§ The problem: Please pull out every line of the material that contains the string "light" and copy each one in full. Matches are case-sensitive.
----------
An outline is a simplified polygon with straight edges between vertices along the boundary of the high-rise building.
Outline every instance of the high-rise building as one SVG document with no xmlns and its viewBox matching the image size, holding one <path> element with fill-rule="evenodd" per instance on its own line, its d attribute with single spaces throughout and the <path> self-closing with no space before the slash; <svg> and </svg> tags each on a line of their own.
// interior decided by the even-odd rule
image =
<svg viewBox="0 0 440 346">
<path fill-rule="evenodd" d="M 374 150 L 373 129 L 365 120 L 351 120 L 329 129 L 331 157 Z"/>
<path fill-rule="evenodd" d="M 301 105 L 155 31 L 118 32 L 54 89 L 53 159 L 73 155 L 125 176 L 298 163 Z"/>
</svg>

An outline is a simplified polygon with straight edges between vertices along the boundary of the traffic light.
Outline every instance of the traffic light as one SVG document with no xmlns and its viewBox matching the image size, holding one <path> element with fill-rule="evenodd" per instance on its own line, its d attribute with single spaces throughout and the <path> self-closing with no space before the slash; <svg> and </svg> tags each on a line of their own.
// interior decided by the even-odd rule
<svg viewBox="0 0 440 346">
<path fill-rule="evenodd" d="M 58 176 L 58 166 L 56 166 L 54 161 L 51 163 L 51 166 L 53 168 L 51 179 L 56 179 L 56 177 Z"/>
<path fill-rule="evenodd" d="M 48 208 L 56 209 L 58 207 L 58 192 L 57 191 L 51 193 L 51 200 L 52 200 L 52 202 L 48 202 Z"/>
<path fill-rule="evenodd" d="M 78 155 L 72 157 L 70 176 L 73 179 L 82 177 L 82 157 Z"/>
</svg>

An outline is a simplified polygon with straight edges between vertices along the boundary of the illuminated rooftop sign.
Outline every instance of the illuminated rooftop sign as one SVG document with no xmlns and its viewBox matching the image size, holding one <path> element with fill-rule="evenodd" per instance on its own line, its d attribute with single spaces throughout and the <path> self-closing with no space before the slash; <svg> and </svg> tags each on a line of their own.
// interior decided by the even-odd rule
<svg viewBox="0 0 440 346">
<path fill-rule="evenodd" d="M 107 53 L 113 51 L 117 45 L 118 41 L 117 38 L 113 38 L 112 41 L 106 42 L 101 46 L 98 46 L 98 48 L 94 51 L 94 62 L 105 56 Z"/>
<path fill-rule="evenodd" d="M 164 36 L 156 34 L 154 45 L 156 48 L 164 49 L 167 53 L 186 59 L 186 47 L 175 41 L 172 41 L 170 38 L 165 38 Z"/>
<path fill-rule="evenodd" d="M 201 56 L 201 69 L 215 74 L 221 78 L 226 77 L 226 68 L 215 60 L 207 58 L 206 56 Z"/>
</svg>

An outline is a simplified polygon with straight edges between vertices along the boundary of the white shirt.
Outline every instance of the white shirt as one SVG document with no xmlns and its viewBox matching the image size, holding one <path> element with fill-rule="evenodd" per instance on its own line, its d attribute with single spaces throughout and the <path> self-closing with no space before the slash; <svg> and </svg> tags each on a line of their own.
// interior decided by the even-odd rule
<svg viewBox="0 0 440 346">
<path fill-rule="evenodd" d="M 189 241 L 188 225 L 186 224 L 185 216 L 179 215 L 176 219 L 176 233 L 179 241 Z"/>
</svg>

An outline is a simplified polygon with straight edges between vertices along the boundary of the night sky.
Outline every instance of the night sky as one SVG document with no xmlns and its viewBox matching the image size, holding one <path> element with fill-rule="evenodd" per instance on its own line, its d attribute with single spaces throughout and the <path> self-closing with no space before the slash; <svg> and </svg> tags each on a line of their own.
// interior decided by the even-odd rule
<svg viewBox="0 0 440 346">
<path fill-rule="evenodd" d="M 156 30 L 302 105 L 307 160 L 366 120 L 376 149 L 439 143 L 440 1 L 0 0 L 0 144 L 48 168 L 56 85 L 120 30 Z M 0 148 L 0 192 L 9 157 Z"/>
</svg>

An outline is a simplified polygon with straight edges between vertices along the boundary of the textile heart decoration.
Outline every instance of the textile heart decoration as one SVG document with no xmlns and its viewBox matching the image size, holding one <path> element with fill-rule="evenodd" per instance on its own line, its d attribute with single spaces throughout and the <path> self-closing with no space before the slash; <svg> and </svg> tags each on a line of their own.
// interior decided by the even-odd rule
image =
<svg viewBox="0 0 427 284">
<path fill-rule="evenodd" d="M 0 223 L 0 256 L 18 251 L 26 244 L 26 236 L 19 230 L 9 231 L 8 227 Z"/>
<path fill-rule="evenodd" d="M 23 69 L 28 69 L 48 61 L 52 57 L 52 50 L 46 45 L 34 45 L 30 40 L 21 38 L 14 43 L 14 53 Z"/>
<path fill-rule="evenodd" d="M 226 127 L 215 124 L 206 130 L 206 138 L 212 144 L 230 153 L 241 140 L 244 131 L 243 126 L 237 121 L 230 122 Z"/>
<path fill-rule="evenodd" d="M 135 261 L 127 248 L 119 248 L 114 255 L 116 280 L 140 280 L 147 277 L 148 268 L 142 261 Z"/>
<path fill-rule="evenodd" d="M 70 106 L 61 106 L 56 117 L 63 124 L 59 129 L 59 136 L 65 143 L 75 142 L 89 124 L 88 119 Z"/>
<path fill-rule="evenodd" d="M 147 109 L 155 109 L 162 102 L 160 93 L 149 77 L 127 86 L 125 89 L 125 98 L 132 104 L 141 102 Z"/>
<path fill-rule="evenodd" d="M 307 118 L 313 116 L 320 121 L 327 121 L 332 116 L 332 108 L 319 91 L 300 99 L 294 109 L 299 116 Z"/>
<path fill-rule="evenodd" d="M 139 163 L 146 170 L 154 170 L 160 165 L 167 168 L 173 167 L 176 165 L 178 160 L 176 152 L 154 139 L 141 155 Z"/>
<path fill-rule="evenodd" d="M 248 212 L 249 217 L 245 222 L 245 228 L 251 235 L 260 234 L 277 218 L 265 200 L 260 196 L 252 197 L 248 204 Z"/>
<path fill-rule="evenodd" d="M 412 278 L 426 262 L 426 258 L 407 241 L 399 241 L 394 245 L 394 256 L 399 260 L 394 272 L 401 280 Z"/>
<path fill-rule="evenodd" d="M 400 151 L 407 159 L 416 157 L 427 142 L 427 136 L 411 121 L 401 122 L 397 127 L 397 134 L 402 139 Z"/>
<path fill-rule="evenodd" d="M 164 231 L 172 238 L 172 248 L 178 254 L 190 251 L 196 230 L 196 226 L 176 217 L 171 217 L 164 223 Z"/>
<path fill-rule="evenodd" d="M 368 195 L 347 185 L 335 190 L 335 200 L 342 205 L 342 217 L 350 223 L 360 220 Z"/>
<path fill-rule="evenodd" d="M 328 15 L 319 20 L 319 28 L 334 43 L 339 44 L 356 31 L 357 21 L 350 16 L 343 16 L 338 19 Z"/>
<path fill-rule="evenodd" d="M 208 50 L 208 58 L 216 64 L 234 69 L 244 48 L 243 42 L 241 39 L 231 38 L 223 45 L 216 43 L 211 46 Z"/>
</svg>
----------
§ Output of the exercise:
An outline is a simplified polygon with straight edges between vertices along the boundary of the traffic light.
Outline every instance of the traffic light as one SVG document with no xmlns and its viewBox matching the image size, holding one <path> element with fill-rule="evenodd" per instance on its own line, its d attribute with single spaces throughout and the <path> self-closing with no space before the slash; <svg> and </svg> tags each on a line of their own.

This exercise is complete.